For the records below, tally the lines that contain "green" and give only that number.

....

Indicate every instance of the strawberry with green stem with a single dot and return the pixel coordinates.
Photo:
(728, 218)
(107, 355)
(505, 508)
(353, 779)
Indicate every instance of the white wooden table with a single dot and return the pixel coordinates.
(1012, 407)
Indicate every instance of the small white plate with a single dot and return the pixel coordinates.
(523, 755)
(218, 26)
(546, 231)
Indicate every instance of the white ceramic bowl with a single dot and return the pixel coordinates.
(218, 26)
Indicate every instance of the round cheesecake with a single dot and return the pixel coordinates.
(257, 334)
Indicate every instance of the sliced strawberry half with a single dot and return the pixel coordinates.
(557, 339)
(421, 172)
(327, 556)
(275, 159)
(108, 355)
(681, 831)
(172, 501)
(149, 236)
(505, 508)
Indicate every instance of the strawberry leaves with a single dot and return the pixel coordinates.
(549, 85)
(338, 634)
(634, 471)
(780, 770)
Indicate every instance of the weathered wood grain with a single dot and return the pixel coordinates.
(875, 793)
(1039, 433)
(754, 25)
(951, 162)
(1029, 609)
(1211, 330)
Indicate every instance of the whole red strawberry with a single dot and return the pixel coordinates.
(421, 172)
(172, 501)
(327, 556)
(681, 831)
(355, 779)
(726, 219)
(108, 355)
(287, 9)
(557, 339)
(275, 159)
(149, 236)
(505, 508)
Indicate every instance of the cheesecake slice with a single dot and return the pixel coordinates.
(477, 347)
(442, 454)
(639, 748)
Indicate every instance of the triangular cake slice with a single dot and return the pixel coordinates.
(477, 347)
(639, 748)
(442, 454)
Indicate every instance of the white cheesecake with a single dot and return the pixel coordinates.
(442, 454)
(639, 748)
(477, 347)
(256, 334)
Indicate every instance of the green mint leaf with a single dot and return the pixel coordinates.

....

Written response →
2